Can you lay out the lines below as a JSON list of strings, one string per line with blank lines left out, from the line containing "Every instance gets a single point. Point out the woman's face" up to and including the last line of the entries? Include only those lines.

*Point labeling entries*:
* * * *
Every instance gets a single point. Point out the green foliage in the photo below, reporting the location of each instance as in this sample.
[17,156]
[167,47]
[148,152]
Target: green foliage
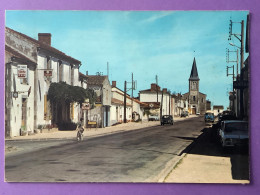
[62,92]
[147,112]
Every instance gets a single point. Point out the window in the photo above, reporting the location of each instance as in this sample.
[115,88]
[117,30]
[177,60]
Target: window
[60,70]
[72,74]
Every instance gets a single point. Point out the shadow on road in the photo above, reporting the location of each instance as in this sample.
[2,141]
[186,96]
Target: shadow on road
[208,144]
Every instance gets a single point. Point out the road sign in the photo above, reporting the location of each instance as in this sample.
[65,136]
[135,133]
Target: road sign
[48,73]
[240,84]
[85,106]
[22,71]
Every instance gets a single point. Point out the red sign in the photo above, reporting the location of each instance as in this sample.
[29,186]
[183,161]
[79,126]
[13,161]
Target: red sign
[47,73]
[22,71]
[85,106]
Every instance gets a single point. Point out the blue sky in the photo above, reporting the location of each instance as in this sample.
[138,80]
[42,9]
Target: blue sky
[147,43]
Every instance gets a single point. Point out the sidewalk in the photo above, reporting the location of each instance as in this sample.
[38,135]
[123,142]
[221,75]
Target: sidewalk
[204,163]
[92,132]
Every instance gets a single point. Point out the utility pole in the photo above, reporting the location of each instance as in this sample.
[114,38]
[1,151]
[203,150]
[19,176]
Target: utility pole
[125,104]
[161,106]
[169,103]
[156,78]
[107,70]
[241,76]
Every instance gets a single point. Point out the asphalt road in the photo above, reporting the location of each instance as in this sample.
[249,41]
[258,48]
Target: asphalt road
[133,156]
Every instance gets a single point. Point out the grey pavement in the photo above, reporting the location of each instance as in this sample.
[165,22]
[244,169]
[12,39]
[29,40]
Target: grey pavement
[142,155]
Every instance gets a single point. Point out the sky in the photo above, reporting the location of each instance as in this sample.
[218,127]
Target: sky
[145,43]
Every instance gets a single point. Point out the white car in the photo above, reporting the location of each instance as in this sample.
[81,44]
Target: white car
[233,133]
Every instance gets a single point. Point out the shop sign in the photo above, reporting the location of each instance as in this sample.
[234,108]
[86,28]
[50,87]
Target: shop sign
[22,71]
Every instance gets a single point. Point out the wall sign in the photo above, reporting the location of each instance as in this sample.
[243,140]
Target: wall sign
[22,71]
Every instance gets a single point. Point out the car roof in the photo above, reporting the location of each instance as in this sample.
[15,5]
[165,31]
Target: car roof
[235,121]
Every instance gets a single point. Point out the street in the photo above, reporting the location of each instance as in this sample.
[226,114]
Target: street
[134,156]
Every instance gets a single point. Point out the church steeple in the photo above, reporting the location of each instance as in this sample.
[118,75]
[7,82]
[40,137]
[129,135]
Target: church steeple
[194,73]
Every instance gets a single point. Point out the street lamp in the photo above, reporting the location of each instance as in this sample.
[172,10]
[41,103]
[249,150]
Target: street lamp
[234,45]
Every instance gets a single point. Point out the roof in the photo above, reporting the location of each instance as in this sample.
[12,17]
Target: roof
[235,121]
[150,104]
[82,75]
[95,79]
[218,107]
[117,101]
[19,56]
[151,90]
[194,72]
[46,46]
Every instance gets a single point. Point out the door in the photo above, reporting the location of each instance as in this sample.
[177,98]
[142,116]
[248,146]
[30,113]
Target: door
[24,114]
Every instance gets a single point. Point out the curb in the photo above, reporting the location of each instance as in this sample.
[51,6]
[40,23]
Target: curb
[170,166]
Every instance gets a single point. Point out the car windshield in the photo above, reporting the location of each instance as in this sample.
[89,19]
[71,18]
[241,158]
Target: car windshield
[209,114]
[164,117]
[229,127]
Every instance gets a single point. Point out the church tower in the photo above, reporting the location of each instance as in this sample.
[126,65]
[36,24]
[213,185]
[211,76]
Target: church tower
[194,89]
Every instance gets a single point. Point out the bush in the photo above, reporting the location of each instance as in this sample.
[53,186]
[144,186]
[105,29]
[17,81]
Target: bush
[66,126]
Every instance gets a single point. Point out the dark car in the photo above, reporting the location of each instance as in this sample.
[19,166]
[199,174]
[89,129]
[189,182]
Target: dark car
[216,126]
[233,133]
[184,114]
[209,117]
[167,119]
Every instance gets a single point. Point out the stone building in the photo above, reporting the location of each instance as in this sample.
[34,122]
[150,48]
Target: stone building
[101,113]
[159,101]
[196,99]
[26,103]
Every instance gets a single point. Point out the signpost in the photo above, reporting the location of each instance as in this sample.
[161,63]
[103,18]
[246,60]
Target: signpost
[48,73]
[240,84]
[85,106]
[22,71]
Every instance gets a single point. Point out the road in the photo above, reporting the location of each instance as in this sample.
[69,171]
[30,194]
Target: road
[133,156]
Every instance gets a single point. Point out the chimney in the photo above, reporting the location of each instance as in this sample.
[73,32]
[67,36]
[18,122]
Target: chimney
[113,83]
[154,87]
[45,38]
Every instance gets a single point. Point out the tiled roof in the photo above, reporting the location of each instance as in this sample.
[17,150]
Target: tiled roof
[82,75]
[116,101]
[150,104]
[46,46]
[95,79]
[194,72]
[150,90]
[19,55]
[218,107]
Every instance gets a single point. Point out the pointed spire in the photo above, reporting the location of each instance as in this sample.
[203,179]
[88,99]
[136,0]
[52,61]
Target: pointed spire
[194,73]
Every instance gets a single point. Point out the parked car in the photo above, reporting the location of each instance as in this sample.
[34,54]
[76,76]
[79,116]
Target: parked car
[216,126]
[184,114]
[209,117]
[153,117]
[233,133]
[167,119]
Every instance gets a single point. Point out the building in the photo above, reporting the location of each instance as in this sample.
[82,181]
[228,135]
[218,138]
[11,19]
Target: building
[134,109]
[27,106]
[218,109]
[180,104]
[208,105]
[101,112]
[196,99]
[159,101]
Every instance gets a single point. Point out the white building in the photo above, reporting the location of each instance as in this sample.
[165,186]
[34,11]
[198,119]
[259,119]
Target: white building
[154,95]
[31,108]
[101,113]
[134,112]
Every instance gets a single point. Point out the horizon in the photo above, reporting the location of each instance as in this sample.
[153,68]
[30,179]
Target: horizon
[147,43]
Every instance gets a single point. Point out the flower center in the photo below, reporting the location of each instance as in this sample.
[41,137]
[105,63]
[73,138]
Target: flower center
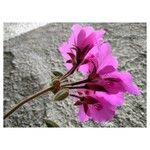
[98,106]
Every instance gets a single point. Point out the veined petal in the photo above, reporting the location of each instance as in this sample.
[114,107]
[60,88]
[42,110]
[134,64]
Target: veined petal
[81,115]
[106,113]
[81,37]
[64,49]
[114,99]
[127,81]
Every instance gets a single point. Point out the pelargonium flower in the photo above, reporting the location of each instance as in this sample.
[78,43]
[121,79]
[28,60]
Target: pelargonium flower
[104,76]
[98,106]
[82,41]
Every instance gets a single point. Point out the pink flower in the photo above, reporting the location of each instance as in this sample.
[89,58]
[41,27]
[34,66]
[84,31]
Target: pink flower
[81,42]
[100,106]
[104,76]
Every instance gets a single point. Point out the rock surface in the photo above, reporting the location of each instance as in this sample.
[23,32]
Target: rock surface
[30,58]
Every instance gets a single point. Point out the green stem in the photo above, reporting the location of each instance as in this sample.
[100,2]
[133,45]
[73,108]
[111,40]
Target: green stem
[76,83]
[27,99]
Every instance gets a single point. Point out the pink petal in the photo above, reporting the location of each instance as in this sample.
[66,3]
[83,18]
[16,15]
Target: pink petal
[81,115]
[68,66]
[81,37]
[127,80]
[114,99]
[84,68]
[64,49]
[88,30]
[107,69]
[75,31]
[105,114]
[90,40]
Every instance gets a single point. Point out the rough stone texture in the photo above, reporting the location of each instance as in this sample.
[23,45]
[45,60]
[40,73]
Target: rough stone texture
[30,58]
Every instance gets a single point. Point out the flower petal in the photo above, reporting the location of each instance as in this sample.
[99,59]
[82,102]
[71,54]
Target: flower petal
[103,115]
[128,83]
[81,115]
[114,99]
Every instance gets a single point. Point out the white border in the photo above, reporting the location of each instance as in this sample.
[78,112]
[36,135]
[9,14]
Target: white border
[74,11]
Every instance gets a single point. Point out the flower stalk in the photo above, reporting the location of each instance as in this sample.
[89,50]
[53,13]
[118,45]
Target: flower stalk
[27,99]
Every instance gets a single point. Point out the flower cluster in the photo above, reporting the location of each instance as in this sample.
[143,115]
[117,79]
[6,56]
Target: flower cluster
[102,90]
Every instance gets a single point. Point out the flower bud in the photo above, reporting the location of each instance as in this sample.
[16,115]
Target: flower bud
[61,95]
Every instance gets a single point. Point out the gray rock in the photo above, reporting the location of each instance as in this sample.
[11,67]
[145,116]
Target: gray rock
[30,58]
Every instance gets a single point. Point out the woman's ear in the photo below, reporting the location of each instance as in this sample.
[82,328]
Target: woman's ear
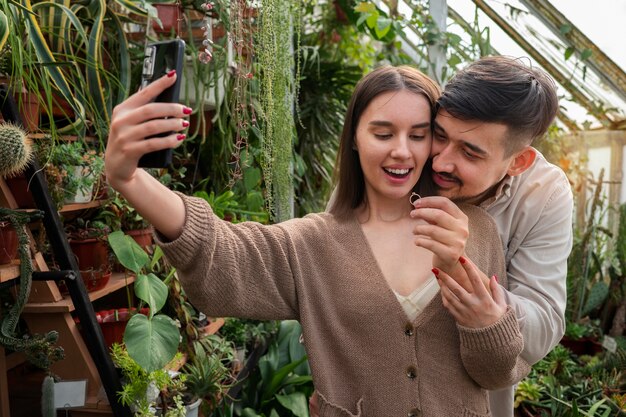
[522,161]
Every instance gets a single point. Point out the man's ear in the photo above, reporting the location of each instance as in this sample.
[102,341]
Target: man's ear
[522,161]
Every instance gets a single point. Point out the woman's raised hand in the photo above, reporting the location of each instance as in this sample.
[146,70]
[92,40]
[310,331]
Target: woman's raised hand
[136,119]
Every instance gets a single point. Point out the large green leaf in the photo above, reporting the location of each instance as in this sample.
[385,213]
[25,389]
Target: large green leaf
[128,252]
[278,379]
[94,61]
[4,29]
[295,402]
[152,343]
[152,290]
[46,58]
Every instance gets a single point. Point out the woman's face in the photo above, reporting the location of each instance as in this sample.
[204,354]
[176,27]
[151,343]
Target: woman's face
[393,139]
* * * *
*WRITTEN RESPONSE*:
[
  "Every instance gets a single point. Point out the woman's face in the photo above, reporting the location of each instance as in this sample.",
  "[204,354]",
  "[176,27]",
  "[151,343]",
  "Target: woman's face",
  "[393,139]"
]